Pointing records:

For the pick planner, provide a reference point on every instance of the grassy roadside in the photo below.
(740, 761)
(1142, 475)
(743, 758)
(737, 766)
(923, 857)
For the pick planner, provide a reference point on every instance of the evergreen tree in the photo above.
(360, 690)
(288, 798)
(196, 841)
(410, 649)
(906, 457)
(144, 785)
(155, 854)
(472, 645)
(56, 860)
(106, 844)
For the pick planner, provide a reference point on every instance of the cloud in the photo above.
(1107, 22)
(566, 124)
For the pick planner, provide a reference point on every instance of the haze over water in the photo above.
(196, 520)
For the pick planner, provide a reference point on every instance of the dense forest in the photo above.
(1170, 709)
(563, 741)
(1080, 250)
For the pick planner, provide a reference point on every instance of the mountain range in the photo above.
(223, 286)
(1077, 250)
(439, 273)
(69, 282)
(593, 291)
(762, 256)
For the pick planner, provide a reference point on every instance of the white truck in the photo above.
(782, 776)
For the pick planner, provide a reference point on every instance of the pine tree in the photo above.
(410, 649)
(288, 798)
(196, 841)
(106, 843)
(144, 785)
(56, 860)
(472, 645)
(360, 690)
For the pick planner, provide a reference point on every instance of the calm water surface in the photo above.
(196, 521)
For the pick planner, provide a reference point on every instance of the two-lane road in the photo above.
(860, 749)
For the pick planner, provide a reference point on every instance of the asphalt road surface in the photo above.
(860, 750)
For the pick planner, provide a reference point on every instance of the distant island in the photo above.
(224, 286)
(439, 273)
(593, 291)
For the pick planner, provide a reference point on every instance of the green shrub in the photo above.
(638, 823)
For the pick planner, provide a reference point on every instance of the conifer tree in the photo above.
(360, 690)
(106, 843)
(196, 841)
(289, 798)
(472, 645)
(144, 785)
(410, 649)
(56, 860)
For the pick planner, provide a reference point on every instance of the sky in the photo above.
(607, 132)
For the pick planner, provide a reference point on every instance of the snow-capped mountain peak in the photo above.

==

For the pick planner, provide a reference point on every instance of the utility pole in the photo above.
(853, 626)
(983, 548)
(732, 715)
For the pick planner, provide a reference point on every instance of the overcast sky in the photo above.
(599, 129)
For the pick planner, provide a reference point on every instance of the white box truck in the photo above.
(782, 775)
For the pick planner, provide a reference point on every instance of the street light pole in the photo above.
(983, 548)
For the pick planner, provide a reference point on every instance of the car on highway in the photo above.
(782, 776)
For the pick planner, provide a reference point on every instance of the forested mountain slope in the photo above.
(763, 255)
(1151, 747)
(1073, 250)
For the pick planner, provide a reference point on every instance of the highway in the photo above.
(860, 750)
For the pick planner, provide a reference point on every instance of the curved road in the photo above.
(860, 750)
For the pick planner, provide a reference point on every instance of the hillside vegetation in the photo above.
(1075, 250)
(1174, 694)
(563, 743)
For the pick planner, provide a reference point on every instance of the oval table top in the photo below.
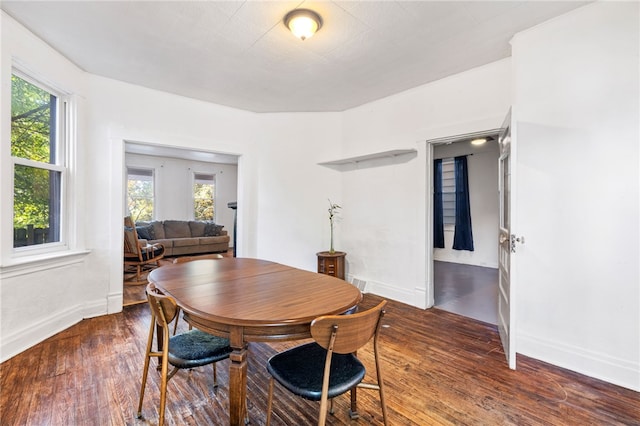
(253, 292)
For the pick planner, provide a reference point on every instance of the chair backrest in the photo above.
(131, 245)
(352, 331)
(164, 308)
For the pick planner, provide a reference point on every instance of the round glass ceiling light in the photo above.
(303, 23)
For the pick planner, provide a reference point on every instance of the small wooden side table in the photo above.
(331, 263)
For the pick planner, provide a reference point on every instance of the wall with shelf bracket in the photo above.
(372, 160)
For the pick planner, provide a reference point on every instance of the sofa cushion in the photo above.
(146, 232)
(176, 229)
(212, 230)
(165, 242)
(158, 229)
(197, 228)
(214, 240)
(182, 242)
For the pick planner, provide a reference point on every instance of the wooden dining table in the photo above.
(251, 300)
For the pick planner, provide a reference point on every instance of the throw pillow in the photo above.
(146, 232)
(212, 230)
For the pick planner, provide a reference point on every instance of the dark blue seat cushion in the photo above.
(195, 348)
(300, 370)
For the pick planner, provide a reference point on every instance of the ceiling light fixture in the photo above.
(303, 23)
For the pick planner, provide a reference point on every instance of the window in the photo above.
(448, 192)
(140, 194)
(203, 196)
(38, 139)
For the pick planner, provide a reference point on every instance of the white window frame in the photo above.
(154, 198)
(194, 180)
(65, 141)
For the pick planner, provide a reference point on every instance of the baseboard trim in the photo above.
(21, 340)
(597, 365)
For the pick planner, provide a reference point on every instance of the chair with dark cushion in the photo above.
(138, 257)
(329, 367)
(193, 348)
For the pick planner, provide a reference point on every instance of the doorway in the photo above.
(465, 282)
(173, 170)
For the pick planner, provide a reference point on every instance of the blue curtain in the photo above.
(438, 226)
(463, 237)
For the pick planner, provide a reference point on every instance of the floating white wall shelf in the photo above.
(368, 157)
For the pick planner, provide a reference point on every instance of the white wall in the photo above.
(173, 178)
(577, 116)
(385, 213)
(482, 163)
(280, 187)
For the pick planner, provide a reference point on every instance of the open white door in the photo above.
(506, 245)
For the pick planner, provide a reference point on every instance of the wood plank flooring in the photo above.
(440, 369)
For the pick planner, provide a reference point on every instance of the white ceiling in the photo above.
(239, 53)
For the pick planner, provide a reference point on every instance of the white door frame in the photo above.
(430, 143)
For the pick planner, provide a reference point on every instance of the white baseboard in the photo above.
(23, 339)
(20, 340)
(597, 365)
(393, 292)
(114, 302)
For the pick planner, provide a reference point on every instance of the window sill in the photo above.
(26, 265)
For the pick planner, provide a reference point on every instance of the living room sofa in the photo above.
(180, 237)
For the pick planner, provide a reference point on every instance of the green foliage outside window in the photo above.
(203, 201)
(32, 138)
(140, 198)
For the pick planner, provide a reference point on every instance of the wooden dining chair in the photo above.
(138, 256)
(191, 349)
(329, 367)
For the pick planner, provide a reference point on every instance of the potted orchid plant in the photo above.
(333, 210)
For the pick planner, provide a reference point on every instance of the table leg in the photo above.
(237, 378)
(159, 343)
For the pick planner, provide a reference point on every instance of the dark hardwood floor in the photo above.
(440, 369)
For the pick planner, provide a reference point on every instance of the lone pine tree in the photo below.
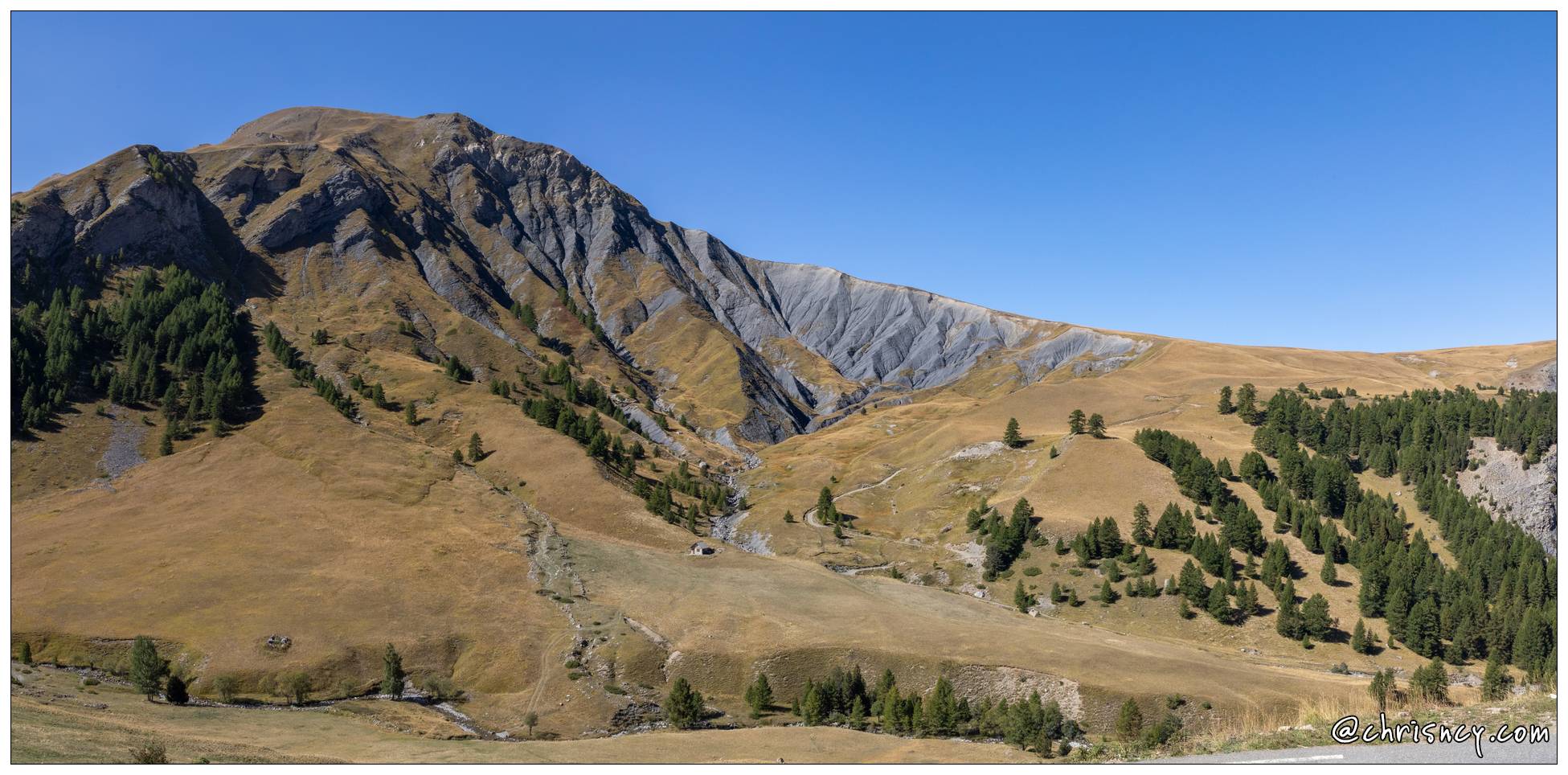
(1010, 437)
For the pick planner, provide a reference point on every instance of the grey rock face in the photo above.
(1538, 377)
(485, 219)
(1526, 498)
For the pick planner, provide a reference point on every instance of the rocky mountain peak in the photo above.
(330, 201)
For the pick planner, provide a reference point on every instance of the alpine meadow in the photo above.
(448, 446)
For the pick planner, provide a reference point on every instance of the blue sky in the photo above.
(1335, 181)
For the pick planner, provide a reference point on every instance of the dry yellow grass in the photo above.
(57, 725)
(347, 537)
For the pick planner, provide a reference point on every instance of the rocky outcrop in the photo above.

==

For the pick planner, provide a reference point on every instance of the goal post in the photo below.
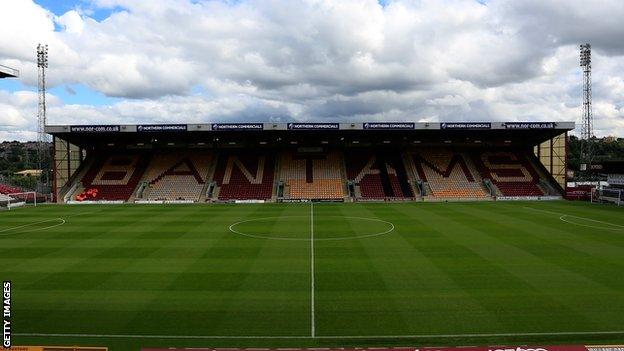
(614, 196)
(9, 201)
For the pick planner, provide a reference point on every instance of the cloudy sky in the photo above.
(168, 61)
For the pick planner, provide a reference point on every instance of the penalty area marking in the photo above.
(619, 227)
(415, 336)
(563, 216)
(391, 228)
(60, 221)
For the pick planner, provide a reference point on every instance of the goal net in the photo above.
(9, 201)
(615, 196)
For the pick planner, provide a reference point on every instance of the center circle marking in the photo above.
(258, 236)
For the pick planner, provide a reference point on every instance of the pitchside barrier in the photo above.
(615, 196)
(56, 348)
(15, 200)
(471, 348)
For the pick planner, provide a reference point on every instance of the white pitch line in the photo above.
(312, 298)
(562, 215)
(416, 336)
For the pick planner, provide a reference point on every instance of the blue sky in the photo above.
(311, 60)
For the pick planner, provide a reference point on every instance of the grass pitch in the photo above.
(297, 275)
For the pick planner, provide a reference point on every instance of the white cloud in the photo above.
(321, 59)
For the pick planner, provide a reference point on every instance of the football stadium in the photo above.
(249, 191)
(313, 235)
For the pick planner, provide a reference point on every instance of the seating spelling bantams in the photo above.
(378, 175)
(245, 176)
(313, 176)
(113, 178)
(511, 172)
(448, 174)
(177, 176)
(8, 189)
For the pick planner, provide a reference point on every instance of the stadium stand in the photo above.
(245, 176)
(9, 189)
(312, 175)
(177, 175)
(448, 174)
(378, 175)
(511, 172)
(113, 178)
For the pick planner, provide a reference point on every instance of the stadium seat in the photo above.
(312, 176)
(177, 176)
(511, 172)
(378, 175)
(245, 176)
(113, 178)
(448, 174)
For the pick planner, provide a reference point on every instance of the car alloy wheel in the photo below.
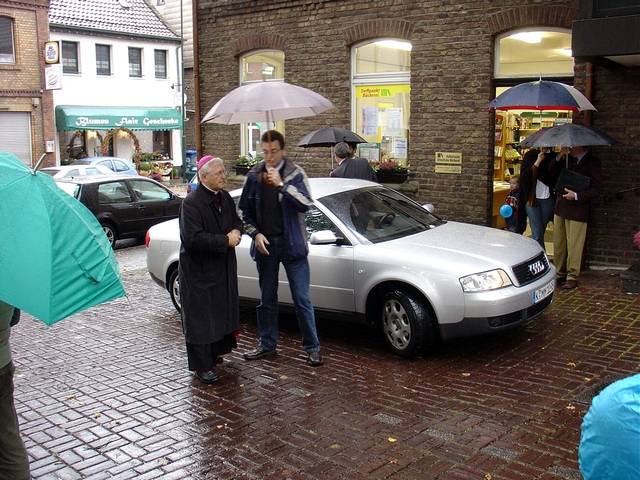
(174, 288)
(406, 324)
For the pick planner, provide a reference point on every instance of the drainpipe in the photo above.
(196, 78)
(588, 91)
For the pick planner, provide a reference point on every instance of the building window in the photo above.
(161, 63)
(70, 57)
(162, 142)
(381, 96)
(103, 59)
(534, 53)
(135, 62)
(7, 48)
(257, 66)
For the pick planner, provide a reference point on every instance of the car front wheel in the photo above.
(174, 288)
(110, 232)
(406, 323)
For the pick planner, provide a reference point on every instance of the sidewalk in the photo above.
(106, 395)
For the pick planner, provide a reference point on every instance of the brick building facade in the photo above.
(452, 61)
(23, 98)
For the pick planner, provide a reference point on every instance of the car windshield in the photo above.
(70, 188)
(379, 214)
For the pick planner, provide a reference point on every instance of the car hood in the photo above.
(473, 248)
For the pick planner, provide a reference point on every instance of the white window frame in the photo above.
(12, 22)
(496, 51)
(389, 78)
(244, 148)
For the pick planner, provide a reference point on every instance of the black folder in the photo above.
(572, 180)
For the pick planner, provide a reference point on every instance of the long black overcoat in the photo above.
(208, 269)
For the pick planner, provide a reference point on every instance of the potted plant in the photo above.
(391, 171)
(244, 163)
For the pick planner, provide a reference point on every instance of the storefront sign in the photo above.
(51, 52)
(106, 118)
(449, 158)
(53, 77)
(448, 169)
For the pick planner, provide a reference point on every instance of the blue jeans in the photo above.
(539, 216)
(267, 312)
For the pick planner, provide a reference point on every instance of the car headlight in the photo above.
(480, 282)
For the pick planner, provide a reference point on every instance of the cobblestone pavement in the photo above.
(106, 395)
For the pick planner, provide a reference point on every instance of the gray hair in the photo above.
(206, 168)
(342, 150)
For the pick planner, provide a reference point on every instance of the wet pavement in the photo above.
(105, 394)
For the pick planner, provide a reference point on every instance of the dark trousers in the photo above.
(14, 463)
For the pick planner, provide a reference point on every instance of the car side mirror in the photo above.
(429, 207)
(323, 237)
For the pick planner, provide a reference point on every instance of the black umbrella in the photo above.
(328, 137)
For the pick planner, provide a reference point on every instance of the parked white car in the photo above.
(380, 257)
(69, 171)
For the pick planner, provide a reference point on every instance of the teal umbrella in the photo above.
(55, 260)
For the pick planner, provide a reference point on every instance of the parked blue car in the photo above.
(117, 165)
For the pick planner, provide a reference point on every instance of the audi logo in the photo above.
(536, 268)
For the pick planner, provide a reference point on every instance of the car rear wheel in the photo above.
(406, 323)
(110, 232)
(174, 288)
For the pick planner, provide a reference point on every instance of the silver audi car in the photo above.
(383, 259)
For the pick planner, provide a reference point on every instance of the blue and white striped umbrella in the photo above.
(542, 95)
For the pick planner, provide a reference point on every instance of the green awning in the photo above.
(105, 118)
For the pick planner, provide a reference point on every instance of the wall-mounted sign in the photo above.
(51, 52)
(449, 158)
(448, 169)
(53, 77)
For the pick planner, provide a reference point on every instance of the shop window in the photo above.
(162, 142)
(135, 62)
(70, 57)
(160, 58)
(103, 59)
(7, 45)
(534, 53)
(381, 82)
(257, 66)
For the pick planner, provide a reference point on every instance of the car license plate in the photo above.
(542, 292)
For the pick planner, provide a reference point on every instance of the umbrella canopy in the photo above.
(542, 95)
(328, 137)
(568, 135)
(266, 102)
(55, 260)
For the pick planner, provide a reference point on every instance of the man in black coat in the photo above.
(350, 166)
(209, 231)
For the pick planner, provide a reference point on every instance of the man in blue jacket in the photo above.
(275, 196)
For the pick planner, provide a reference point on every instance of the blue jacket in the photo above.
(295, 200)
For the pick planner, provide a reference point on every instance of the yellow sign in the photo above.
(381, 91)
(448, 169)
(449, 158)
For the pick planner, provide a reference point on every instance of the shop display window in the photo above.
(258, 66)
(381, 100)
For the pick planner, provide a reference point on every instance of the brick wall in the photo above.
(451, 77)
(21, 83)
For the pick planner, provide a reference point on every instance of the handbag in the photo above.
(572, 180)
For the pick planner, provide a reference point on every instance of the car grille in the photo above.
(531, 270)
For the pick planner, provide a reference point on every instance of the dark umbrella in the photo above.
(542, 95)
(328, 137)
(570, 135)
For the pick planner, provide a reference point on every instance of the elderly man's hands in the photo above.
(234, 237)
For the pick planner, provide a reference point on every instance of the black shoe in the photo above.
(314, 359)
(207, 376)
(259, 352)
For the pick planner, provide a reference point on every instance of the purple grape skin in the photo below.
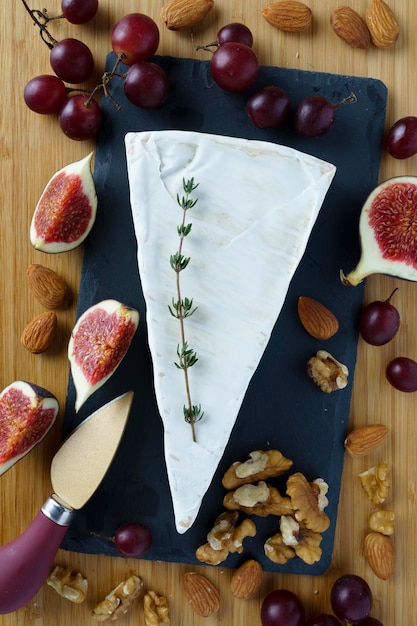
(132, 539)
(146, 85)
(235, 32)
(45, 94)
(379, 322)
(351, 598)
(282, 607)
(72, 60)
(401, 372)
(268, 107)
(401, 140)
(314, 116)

• Do this: Rewrite the records from the line with "two-lane road in the photo above." up to and including the line with "snow-capped mountain peak in the photo above.", replacing "distant island" with "offshore island" and leaving everything else unchanged.

• Expected output:
For the pick planner, provide a reference point on every instance of the two-lane road in the photo above.
(860, 749)
For the pick planner, provide a reference point on every instance of the asphalt road surface in the photo above.
(860, 750)
For the pick planner, provide a reference point on every instance of the offshore island in the photo above.
(224, 286)
(439, 273)
(593, 291)
For the pick planner, provide a reference point on every instance of the green shrub in the photo above.
(638, 823)
For the pick planner, provide a reference point on every instance of the conifer tree in the photo above.
(360, 690)
(106, 843)
(196, 841)
(289, 798)
(472, 645)
(144, 785)
(410, 649)
(56, 860)
For the pick planner, provide a reference point on every instance of the sky in the photo above.
(607, 132)
For the pick planner, provide a reference point on every instance of the snow-capped mountain peak in the photo above.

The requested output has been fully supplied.